Exercise instructions: Output only the lines of the entries that follow, starting at the one with "Target = rider's arm" and running down to the one with "Target = white truck in distance", both included and unchanged.

#####

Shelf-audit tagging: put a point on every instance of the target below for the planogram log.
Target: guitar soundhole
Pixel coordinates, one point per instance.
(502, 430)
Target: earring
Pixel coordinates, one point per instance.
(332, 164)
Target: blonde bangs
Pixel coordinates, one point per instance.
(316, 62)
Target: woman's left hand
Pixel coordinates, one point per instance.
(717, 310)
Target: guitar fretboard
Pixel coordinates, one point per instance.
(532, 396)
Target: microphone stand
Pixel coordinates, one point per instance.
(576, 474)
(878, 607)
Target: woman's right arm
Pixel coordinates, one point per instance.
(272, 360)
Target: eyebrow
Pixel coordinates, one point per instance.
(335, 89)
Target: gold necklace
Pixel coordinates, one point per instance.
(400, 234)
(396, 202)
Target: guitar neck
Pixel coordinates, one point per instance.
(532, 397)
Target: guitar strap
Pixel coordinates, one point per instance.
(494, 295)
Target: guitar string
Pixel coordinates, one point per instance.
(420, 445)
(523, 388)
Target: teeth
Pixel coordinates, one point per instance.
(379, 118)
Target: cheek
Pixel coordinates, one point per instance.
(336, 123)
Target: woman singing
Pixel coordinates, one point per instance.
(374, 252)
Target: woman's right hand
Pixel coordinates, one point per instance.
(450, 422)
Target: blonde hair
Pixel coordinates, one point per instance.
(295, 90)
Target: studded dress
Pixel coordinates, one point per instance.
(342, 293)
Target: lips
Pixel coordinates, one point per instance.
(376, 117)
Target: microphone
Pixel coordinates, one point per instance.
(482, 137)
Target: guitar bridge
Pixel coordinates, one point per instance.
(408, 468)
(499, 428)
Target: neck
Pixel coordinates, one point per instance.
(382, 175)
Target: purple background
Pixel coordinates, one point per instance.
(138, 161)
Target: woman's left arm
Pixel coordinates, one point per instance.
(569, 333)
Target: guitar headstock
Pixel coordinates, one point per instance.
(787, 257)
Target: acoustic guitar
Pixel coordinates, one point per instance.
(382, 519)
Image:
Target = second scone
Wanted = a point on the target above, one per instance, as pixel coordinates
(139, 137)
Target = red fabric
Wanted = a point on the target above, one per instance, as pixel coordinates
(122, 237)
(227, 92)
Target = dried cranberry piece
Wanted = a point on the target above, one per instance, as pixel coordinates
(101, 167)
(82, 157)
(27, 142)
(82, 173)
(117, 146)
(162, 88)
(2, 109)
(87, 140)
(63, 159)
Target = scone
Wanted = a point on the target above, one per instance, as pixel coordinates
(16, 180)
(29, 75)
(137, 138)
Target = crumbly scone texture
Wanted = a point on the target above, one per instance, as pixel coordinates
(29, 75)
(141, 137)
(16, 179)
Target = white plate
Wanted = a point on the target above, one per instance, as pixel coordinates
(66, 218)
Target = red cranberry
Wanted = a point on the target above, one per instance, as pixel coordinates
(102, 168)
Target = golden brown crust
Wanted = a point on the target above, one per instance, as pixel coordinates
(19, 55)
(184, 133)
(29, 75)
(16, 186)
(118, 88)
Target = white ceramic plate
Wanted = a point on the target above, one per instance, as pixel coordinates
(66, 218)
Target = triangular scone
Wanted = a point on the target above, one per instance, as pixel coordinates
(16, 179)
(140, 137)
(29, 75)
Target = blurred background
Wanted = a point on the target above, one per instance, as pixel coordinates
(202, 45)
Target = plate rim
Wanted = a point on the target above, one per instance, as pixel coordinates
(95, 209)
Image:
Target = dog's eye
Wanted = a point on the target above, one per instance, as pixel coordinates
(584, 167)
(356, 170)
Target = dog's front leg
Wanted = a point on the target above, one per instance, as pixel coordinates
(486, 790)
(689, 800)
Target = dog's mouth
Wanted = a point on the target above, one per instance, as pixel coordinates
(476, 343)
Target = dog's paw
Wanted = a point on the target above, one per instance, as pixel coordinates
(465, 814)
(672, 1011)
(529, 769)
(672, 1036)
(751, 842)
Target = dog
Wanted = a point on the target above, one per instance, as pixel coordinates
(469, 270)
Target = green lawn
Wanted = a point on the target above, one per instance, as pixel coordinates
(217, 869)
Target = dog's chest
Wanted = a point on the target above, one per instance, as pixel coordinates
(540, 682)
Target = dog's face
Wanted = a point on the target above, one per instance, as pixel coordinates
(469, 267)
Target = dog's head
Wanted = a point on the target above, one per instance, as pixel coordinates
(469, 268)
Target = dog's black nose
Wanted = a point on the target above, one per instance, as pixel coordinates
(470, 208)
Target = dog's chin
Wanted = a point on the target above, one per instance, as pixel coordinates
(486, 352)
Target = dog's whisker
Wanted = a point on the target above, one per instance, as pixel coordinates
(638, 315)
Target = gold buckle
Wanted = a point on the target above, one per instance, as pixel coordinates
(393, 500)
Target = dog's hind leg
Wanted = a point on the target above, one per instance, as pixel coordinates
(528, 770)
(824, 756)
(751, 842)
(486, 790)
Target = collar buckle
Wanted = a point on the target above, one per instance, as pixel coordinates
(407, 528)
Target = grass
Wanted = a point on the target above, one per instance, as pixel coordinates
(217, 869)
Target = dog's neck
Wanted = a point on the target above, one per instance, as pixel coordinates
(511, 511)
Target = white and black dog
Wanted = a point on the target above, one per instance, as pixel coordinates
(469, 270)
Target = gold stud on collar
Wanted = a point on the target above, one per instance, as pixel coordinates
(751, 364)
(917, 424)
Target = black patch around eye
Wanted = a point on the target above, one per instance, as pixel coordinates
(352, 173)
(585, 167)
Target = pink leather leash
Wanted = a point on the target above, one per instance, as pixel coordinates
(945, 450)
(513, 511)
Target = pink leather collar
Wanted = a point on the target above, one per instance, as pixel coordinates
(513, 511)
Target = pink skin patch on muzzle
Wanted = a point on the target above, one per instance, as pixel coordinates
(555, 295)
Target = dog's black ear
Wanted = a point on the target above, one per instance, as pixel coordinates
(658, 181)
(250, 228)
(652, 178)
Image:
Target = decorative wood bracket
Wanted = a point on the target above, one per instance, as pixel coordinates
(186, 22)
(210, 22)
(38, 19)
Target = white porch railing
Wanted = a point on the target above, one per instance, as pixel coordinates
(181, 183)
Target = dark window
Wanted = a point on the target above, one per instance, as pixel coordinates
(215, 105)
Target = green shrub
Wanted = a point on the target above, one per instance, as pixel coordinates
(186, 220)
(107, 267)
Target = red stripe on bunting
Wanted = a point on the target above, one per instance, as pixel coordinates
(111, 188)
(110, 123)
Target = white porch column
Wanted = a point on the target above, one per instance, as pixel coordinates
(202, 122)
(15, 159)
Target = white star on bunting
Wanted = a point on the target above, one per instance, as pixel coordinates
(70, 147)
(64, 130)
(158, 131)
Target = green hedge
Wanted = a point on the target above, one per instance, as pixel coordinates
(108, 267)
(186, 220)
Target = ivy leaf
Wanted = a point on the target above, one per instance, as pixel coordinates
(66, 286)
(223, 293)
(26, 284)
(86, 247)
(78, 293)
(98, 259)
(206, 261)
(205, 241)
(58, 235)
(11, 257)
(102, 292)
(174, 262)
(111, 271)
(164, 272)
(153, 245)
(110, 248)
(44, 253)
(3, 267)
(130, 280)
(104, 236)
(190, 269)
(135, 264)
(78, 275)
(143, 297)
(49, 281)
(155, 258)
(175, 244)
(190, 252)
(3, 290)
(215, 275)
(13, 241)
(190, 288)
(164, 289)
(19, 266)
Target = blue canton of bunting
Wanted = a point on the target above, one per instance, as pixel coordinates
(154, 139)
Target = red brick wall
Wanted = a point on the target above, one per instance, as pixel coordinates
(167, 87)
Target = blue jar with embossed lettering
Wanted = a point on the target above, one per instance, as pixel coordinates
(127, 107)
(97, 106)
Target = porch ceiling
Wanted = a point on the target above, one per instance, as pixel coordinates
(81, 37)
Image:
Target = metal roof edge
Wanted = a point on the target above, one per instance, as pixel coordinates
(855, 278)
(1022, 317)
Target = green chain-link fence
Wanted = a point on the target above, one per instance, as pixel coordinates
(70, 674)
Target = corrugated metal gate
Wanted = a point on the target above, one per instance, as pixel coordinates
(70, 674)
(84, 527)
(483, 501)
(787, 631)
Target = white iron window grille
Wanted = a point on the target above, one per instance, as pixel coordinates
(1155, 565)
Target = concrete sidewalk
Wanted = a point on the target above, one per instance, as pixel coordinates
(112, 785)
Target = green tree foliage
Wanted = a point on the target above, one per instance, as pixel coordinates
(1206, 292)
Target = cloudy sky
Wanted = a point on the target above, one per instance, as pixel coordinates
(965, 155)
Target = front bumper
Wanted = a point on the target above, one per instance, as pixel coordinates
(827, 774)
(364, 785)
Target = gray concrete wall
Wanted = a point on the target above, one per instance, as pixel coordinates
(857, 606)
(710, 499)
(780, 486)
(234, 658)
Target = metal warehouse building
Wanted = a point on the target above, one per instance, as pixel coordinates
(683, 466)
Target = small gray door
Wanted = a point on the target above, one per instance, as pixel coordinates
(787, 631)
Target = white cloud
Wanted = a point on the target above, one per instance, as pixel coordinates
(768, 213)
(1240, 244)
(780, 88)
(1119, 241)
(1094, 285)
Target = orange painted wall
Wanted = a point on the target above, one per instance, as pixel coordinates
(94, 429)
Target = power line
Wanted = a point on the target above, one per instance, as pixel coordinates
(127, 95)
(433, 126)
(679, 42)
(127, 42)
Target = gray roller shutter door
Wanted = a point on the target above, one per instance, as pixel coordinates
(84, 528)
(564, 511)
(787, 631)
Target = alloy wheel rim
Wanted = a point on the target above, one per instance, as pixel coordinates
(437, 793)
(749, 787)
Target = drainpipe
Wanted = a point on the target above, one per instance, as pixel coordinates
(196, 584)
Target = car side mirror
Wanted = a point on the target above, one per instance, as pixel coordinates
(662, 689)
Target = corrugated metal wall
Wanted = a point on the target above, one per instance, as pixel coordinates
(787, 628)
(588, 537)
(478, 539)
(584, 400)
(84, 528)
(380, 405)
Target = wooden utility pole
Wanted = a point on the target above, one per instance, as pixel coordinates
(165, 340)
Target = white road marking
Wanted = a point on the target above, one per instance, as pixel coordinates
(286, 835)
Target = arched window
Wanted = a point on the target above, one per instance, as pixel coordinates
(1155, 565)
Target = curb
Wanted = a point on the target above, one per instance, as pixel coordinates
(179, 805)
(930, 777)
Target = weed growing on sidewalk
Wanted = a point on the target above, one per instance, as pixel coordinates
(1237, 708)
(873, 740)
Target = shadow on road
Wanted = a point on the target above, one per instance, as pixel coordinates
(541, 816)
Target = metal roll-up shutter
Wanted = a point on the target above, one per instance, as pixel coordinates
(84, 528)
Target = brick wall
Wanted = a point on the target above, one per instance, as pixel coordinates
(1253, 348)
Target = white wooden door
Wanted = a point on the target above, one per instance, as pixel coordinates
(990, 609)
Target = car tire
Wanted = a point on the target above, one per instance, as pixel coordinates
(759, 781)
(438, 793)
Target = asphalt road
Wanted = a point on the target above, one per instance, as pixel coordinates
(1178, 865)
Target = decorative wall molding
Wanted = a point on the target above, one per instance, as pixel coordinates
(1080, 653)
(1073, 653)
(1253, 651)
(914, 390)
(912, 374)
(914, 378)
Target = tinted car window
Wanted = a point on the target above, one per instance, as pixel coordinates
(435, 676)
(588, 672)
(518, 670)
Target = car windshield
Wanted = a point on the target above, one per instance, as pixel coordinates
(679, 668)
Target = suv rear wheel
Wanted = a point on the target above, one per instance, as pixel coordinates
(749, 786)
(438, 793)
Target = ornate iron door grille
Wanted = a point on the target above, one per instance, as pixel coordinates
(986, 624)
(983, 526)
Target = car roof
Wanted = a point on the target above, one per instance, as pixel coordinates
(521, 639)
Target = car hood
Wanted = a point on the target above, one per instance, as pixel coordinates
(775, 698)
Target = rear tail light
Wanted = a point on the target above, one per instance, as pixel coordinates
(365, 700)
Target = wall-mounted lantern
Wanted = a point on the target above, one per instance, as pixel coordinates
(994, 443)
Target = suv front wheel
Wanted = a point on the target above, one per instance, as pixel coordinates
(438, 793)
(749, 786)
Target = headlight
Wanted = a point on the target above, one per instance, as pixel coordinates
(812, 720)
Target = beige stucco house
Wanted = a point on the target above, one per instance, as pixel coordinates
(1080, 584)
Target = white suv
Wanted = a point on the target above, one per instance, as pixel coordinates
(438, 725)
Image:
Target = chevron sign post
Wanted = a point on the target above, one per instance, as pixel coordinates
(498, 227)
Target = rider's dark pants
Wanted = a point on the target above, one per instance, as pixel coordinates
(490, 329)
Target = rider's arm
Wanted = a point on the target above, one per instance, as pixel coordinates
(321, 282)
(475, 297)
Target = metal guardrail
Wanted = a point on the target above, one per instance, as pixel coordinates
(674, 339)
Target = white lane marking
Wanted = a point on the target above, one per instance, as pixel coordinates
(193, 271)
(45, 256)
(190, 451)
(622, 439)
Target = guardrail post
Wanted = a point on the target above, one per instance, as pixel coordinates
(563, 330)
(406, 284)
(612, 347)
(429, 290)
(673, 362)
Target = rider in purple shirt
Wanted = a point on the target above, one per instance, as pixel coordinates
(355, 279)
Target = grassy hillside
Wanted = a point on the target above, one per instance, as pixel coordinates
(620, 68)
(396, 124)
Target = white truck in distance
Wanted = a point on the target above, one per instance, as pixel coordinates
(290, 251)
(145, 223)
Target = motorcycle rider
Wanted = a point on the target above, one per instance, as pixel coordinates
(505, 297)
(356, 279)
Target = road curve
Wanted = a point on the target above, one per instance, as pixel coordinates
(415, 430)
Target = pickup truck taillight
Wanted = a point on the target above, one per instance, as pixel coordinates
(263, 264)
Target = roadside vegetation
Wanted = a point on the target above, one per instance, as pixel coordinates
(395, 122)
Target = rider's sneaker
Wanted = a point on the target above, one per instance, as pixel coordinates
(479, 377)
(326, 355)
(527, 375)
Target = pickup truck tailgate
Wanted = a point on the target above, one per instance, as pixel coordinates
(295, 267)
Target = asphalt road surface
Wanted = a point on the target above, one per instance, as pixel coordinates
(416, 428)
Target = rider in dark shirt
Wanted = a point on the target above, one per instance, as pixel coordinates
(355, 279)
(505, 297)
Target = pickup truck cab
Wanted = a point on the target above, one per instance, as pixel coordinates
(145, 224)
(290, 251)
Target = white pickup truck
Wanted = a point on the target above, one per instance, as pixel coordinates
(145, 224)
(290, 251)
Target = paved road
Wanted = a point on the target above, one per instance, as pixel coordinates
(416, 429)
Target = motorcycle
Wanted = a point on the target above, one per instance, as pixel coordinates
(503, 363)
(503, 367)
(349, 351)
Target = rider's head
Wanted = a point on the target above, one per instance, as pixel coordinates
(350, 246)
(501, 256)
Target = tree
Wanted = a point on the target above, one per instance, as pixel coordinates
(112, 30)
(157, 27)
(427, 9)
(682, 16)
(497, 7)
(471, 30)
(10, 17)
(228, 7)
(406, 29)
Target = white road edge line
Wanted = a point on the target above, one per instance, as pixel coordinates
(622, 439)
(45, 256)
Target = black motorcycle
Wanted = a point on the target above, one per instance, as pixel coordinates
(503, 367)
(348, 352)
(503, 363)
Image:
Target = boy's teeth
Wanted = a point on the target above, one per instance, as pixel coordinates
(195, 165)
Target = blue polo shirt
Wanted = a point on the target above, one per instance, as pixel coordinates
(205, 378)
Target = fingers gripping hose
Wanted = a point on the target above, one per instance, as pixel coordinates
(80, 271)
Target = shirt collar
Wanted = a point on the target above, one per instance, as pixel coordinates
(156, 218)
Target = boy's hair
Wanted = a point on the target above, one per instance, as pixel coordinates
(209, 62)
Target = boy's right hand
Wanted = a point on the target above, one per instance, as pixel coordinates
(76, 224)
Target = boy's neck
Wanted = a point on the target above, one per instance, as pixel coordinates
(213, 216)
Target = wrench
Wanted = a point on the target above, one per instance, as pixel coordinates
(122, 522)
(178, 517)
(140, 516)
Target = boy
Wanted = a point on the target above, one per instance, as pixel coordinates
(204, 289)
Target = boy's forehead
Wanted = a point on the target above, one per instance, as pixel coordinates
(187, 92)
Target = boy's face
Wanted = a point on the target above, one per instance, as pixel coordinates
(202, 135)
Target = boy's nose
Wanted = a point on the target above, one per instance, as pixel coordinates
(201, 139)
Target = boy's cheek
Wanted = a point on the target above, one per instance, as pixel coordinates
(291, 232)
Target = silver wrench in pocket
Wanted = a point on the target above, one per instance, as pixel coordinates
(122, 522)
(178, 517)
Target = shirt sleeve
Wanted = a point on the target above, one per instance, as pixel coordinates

#####

Result:
Target = rider's arm
Wanted = a point on the target above, one per instance, as pixel coordinates
(321, 282)
(475, 297)
Target = metal guardrail
Wanted = a point on the target above, one per instance, as pixel coordinates
(674, 339)
Target = white lane marking
Wanted = a point on the target above, one per instance, as pixel coordinates
(193, 271)
(45, 256)
(190, 451)
(622, 439)
Target = guardrail post
Wanted = a point on the target above, one per instance, as pixel coordinates
(563, 330)
(406, 284)
(612, 347)
(429, 290)
(673, 362)
Target = rider in purple shirt
Wanted = a point on the target above, one per instance, as pixel coordinates
(355, 279)
Target = grassy hillside
Wanted = a point on the target above, one per instance, as pixel coordinates
(620, 68)
(396, 124)
Target = white truck in distance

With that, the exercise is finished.